Task goal:
Recast all of the data below as a numbered list, leaving out any blank lines.

Material provided:
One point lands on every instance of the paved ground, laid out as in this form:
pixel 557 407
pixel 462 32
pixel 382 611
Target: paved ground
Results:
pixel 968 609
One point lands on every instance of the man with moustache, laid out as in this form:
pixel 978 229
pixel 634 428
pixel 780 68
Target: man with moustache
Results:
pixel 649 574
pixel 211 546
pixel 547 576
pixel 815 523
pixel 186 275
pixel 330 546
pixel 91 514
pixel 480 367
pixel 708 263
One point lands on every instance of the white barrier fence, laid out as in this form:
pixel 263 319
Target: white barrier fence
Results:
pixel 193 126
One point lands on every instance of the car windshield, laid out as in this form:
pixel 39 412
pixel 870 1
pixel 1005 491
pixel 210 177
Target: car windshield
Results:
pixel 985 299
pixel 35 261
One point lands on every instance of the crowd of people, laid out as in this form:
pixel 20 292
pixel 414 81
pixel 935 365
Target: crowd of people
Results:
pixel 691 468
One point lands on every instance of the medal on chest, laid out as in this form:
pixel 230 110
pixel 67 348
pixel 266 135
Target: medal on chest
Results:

Response for this exercise:
1. One point lands on every instance of the paved ground, laid out as in this form:
2. pixel 557 407
3. pixel 462 32
4. pixel 382 611
5. Target: paved ground
6. Results:
7. pixel 968 609
8. One point lands on every instance of the man with moustache, laid out as in this form:
9. pixel 978 229
10. pixel 634 428
11. pixel 780 68
12. Target: man with moustache
13. Results:
14. pixel 649 574
15. pixel 211 546
16. pixel 547 576
17. pixel 815 523
18. pixel 186 275
19. pixel 330 546
20. pixel 91 514
21. pixel 480 367
22. pixel 708 263
23. One point lands on every instance of the white barrier fence, laid out as in this form:
24. pixel 263 319
25. Target: white barrier fence
26. Results:
27. pixel 193 126
28. One point lands on every instance of the car windshield, laid out as in this form:
29. pixel 39 412
30. pixel 870 1
31. pixel 1005 491
32. pixel 210 177
33. Target: car windshield
34. Results:
35. pixel 985 299
36. pixel 35 261
37. One point lands on every instance of the crowd of people, laid out as in this form:
38. pixel 20 292
39. pixel 414 81
40. pixel 935 365
41. Target: crowd of people
42. Results:
43. pixel 691 468
44. One point lands on every instance of the medal on chest, laid out as in this form:
45. pixel 230 110
46. pixel 67 348
47. pixel 266 135
48. Target: medal on chest
49. Results:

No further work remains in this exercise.